### [EXERCISE DETAILS]
Copy all the lines of the listing below exactly. Skip the images.

### [RECORDS FOR PROCESSING]
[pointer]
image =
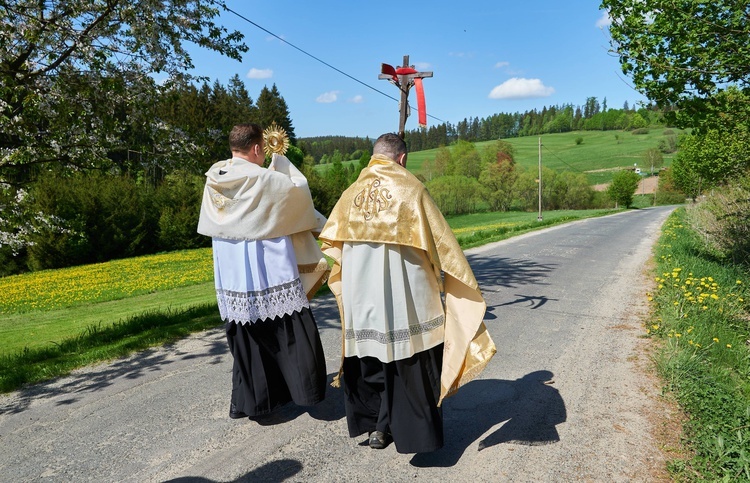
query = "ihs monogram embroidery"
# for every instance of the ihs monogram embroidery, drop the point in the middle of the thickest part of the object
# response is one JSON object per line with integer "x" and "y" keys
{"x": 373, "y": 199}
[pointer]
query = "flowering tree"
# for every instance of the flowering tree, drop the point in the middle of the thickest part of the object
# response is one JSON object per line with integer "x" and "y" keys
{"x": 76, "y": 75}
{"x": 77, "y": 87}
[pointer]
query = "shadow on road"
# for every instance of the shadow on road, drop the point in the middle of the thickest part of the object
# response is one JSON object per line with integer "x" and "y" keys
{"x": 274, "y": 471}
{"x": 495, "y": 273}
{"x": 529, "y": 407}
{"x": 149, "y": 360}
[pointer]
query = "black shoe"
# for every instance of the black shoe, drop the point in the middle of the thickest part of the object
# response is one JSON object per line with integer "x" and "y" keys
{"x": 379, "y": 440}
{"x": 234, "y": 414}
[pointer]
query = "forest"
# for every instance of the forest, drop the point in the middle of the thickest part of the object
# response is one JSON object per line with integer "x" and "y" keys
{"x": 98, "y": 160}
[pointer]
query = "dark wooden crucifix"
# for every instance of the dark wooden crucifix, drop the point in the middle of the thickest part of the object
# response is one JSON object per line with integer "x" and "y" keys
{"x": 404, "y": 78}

### [SOLUTION TO THE PROBLEM]
[pointer]
image =
query = "ihs monogram embroidery"
# for every instance of the ihs monogram embroidery, drop the point in the middle of the thickest part of the object
# response is one JSON object per line with integer "x" and "y" keys
{"x": 373, "y": 199}
[pointer]
query = "flowering tree"
# for every instance of the flowering tree, drop the point in the middle of the thickest part of the object
# response is one JSON object per line with integer "x" and "y" keys
{"x": 76, "y": 75}
{"x": 77, "y": 87}
[pointer]
query = "shadow on road"
# for every instance of the shadow on road, drop the point in the middle of the thickest part of the object
# response is one JSON object per line with integer "x" and "y" keys
{"x": 274, "y": 471}
{"x": 495, "y": 273}
{"x": 529, "y": 407}
{"x": 149, "y": 360}
[pointer]
query = "black shoe"
# for every instance of the black shoe, drop the point in the middle of the thickest part of the object
# response is one JSON object per line with integer "x" and "y" keys
{"x": 379, "y": 440}
{"x": 234, "y": 414}
[pointer]
query = "forest"
# for every instance of the forest, drop the point in the middle of the thickest part of the object
# response is one JSON object per line with integer "x" and "y" keys
{"x": 98, "y": 160}
[pointer]
query = "dark wooden crucifix"
# for every instance of the dark wooden crucifix, drop the point in the middle of the thickest part of the object
# response is one JSON object per line with integer "x" and "y" keys
{"x": 404, "y": 78}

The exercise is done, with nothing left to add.